---- DOCUMENT PASSAGE

Proponents of intelligent design argue that life is so complex that its origin can only be explained by an intelligent maker. They also contend intelligent design is secular and its use in public schools does not violate the First Amendment’s prohibition against state-sponsored religion, unlike creationism whose use in public school science classes was struck down by the Supreme Court in 1987.

But in a federal trial brought by parents who opposed the Dover school board’s curricular decision, Judge John E. Jones struck down the board’s policy, finding the board majority was clearly motivated by its religious beliefs when it enacted the intelligent design plan.

Dover’s school board is not the first to enact education policy based on its members’ religious views. In the 1990s, for example, conservative Christian school board majorities voted to remove references to homosexuals from classrooms in Merrimack, N.H.; promote American culture as superior to other cultures in history courses in Lake County, Fla.; and turn down state grants to provide free breakfast for poor students in Vista, Calif. In the latter instance, board members argued that such programs usurped parental responsibility.

--------
---- EXTRACTED MATERIAL

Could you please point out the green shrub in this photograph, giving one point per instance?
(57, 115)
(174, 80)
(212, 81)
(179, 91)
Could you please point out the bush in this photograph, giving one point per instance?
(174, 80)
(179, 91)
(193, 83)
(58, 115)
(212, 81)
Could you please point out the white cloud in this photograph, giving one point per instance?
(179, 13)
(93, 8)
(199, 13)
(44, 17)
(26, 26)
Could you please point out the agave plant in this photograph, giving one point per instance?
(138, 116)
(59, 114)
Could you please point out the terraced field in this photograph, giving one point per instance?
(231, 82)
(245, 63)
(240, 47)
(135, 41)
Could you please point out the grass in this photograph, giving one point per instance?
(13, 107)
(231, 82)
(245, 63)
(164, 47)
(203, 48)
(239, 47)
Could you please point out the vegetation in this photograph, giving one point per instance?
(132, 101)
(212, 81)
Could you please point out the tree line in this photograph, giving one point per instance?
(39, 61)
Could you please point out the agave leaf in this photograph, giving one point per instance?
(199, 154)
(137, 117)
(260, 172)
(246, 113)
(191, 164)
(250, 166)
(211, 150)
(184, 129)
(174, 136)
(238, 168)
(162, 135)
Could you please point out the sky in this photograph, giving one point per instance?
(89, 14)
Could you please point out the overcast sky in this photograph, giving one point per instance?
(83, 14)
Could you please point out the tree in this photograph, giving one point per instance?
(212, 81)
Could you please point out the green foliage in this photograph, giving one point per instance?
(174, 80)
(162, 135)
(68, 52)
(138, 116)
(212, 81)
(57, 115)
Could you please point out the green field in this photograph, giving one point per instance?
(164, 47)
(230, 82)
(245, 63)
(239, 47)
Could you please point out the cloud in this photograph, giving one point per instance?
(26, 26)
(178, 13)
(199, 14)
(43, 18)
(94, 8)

--------
---- EXTRACTED MATERIAL

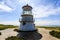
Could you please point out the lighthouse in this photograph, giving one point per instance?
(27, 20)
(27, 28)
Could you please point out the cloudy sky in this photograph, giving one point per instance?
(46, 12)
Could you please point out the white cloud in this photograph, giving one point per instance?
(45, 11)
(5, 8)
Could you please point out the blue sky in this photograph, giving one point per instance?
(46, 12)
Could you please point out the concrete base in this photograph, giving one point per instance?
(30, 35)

--------
---- EXTRACTED MATERIAL

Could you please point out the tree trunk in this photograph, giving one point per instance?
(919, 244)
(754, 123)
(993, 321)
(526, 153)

--------

WHAT IS EXPECTED —
In the passage on intelligent design and school boards, which judge struck down the Dover school board's policy?

SOLUTION —
Judge John E. Jones